--- start MATERIALS PROVIDED ---
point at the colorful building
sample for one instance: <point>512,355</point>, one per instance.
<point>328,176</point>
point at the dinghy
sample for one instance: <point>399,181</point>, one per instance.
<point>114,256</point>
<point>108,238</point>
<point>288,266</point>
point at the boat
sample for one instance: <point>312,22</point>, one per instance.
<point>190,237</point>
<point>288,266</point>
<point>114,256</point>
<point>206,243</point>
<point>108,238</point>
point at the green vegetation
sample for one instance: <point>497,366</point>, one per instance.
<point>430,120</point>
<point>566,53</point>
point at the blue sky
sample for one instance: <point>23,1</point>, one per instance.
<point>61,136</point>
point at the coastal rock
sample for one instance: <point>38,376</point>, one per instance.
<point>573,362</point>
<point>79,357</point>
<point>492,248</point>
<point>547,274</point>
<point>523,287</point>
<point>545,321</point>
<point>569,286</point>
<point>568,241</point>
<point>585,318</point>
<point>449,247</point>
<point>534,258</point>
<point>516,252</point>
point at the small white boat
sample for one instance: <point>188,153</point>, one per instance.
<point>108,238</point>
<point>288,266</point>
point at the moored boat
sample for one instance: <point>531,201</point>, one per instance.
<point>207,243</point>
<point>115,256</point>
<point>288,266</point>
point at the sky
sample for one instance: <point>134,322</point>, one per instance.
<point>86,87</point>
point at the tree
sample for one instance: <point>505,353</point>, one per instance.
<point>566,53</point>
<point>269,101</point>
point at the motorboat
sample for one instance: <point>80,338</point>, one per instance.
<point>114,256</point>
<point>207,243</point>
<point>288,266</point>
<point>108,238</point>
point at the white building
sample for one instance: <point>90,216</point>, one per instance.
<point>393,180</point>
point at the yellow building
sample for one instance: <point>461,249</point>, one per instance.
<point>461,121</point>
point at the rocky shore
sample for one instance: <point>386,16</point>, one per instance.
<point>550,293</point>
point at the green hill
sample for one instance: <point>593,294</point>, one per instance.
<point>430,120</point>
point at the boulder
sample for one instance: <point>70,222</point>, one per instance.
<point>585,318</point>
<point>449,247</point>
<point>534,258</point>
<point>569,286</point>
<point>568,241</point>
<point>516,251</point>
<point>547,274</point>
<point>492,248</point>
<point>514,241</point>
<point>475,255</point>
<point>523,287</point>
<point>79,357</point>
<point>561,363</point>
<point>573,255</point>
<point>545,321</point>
--- end MATERIALS PROVIDED ---
— TASK GOAL —
Reproduce all the records precisely.

— WORKED ANSWER —
point at the colorful building
sample for one instance: <point>512,355</point>, one per instance.
<point>328,176</point>
point at the dinghy
sample for one instance: <point>399,181</point>, one per instance.
<point>114,256</point>
<point>108,238</point>
<point>288,266</point>
point at the boat
sample for one instance: <point>312,22</point>, one per instance.
<point>190,237</point>
<point>288,266</point>
<point>114,256</point>
<point>206,243</point>
<point>108,238</point>
point at the green vegetation
sample for one instance: <point>497,366</point>, one per instance.
<point>430,120</point>
<point>566,53</point>
point at the blue sky
sample for one instance: <point>23,1</point>, one per instance.
<point>61,136</point>
point at the coastal rock
sample for one instance: <point>38,376</point>, one per instance.
<point>573,362</point>
<point>79,357</point>
<point>492,248</point>
<point>547,274</point>
<point>523,287</point>
<point>545,321</point>
<point>569,286</point>
<point>568,241</point>
<point>585,318</point>
<point>449,247</point>
<point>534,258</point>
<point>516,252</point>
point at the small white boat
sample for one instance: <point>188,153</point>, one per instance.
<point>108,238</point>
<point>288,266</point>
point at the moored boat
sample for one instance: <point>531,201</point>, one per instance.
<point>207,243</point>
<point>115,256</point>
<point>288,266</point>
point at the sky
sample for one instance: <point>134,322</point>, one per instance.
<point>86,87</point>
point at the tree
sample for one instance: <point>505,353</point>, one per instance.
<point>566,53</point>
<point>269,101</point>
point at the motorboat
sample for one instance: <point>80,338</point>, one per instance.
<point>114,256</point>
<point>207,243</point>
<point>288,266</point>
<point>108,238</point>
point at the white building
sample for one instance: <point>90,216</point>, one per instance.
<point>393,180</point>
point at the yellow building
sample for one instance: <point>461,249</point>, one per instance.
<point>461,121</point>
point at the rocky shore
sample for one instance: <point>386,16</point>, one per instance.
<point>550,293</point>
point at the green hill
sample for one instance: <point>593,294</point>, one per instance.
<point>430,120</point>
point at the boulder
sample for one instance: <point>70,222</point>, one per instance.
<point>585,318</point>
<point>449,247</point>
<point>534,258</point>
<point>569,286</point>
<point>568,241</point>
<point>516,251</point>
<point>547,274</point>
<point>492,248</point>
<point>514,241</point>
<point>475,255</point>
<point>523,287</point>
<point>79,357</point>
<point>561,363</point>
<point>573,255</point>
<point>545,321</point>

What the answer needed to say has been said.